• TRECHO DO DOCUMENTO:
+---+

O propósito pelo qual o Espírito Santo conduziu Jesus ao deserto para
que Jesus fosse tentado, é nos fazer entender, através deste fato, que
Satanás nunca cessa de se opor aos filhos de Deus, mas continuamente, por um
meio ou outro, os conduz e os provoca a algum juízo pecaminoso sobre o Deus
deles.
Desejar que pedras se transformem em pães ou que a fome seja
satisfeita, nunca foi pecado, nem tão pouco uma opinião pecaminosa sobre
Deus, mas, creio que esta tentação foi mais espiritual, mais sutil e mais
perigosa. Satanás estava se referindo a voz de Deus que disse ser Cristo Seu
Filho Amado.
Contra esta declaração ele luta, como lhe é intrínseco fazer, contra a
indubitável e imutável palavra de Deus; pois sua malícia contra Deus e seus
filhos escolhidos é tal, que para quem Deus declara amor e misericórdia, a
estes ele ameaça com desprazeres e maldições; e onde Deus ameaça morte, lá
ele é audacioso em declarar vida. Por causa disto Satanás é chamado de mentiroso
desde o princípio (Jo 8:44).

+---+

• LISTAGEM:
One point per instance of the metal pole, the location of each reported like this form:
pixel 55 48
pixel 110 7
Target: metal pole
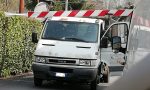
pixel 66 5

+---+

• PROBLEMA 1:
Responda com base no trecho sobre a tentação de Jesus:
(a) Quem conduziu Jesus ao deserto?
(b) A que Satanás estava se referindo com a tentação?
(c) Onde Deus ameaça morte, o que Satanás tem a audácia de declarar?
• PROBLEMA 2: Apresente a continuação do trecho sobre a tentação de Jesus, começando após a sua última frase.
Os dados formam um material à parte, sem ligação com o trecho.

• RESPOSTA ESCRITA 1:
(a) O Espírito Santo.
(b) À voz de Deus que disse ser Cristo Seu Filho Amado.
(c) Vida.

• RESPOSTA ESCRITA 2:
Assim sendo, o objetivo de Satanás é levar Cristo a desesperança, para
que Ele não creia na voz de Deus seu Pai; e este parece ser o significado
desta tentação: "Tu ouviste", Satanás diria, "uma voz dos céus
dizer que Tu eras o amado Filho de Deus, no qual Ele se compraz (Mt 3:17),
mas não te julgarão louco ou um tolo sem juízo, se creres em tal promessa?
Onde estão os sinais deste amor? Tu não estás sem o conforto de todas as
criaturas? Tu estás pior do que as brutas feras, pois todo dia elas caçam
para se alimentar e a terra produz grama e ervas para seu sustento, de forma
que nenhuma delas definha ou é consumida pela fome. Mas tu jejuas há quarenta
dias e quarenta noites, esperando sempre algum alívio e conforto dos céus,
mas tua melhor provisão são pedras duras! Se Te glorias em teu Deus, e crês
verdadeiramente na promessa que foi feita, ordena que estas pedras se
transformem em pães. Mas, é evidente que Tu não o podes fazer, pois se
pudesses, ou se teu Deus tivesse Te concedido tal privilégio, há muito terias
matado tua fome e não necessitarias suportar este abatimento por falta de
comida. Mas vendo que ainda continuas assim e que nenhum mantimento foi
preparado para Ti, é presunção acreditar em tal promessa, e por isso, perca a
esperança de qualquer socorro das mãos de Deus e proveja para Ti, por
qualquer outro meio!"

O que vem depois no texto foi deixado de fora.